Without including the pictures, copy each line below exactly as it reads.
.....
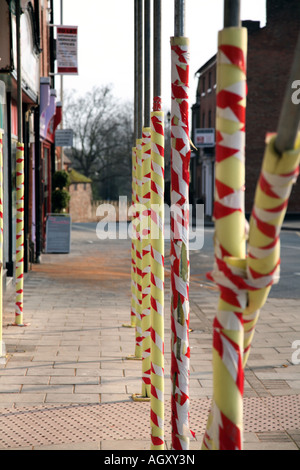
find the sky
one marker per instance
(106, 41)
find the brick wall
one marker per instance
(270, 55)
(80, 206)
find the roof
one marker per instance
(76, 177)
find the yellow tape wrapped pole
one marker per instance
(157, 278)
(180, 310)
(19, 235)
(139, 266)
(278, 174)
(146, 261)
(225, 422)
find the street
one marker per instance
(201, 260)
(70, 365)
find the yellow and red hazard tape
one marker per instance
(19, 234)
(157, 277)
(146, 260)
(180, 310)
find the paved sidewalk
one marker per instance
(67, 380)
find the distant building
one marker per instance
(80, 189)
(270, 55)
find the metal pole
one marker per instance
(180, 161)
(157, 245)
(147, 67)
(232, 10)
(179, 25)
(290, 113)
(61, 91)
(19, 67)
(157, 49)
(229, 239)
(140, 69)
(136, 61)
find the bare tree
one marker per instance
(103, 134)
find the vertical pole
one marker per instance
(146, 202)
(225, 424)
(290, 113)
(232, 13)
(139, 133)
(140, 68)
(157, 245)
(19, 181)
(62, 90)
(133, 311)
(2, 351)
(180, 176)
(136, 69)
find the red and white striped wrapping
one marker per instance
(224, 427)
(180, 176)
(19, 234)
(139, 267)
(133, 244)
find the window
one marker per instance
(209, 119)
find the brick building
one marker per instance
(270, 56)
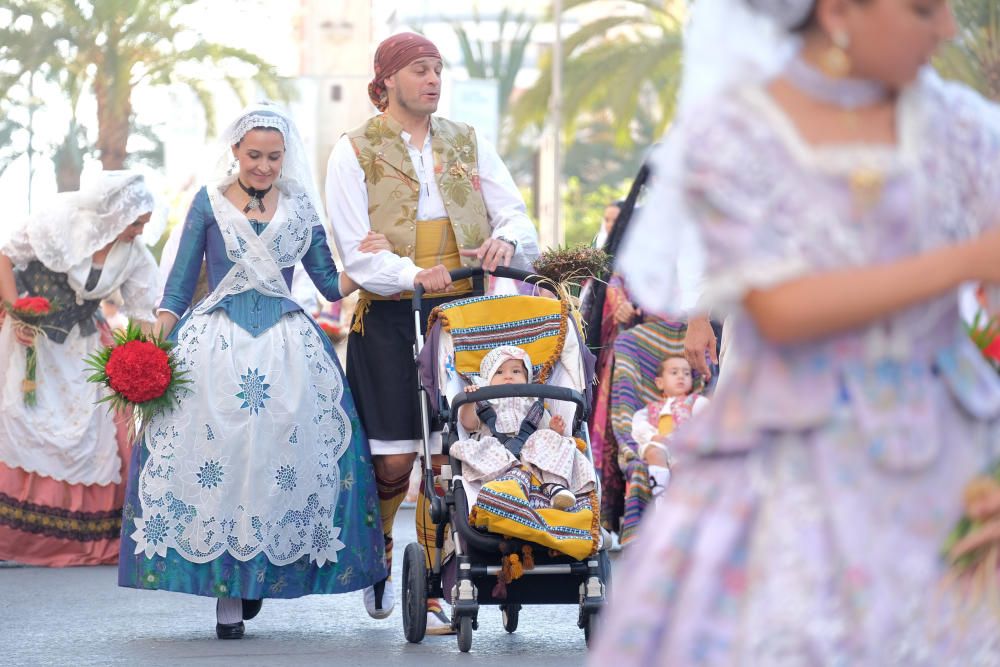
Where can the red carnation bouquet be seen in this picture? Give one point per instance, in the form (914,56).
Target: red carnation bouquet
.....
— EXERCISE SOLUTION —
find the sky
one marker per instance
(106, 41)
find the brick wall
one marker per instance
(270, 55)
(80, 206)
find the roof
one marker per instance
(76, 177)
find the yellow tape wrapped pole
one marker per instance
(157, 278)
(180, 310)
(19, 235)
(139, 266)
(278, 174)
(146, 261)
(225, 422)
find the street
one marker per instance
(201, 260)
(70, 365)
find the yellow and red hazard tape
one marker per instance
(19, 234)
(157, 277)
(146, 260)
(180, 310)
find the paved sidewalk
one marker per instance
(67, 380)
find the distant building
one marker per instance
(80, 189)
(270, 55)
find the metal pole
one marker per instance
(180, 161)
(157, 245)
(147, 67)
(232, 10)
(179, 25)
(290, 113)
(61, 91)
(19, 67)
(157, 49)
(229, 239)
(140, 69)
(136, 61)
find the bare tree
one marker per instance
(103, 134)
find the vertical pole
one marker per instance
(146, 202)
(225, 424)
(290, 113)
(232, 13)
(139, 133)
(140, 68)
(157, 245)
(19, 181)
(62, 90)
(133, 311)
(2, 351)
(180, 176)
(136, 69)
find the red and white striped wrapping
one marker per instance
(224, 427)
(180, 176)
(19, 234)
(139, 267)
(133, 244)
find the window
one marker per instance
(209, 119)
find the brick building
one marker per instance
(270, 56)
Where can the red carnation bouquet be seen in this picture? Give one point per instance, in the form (914,56).
Target: red carnation bouquet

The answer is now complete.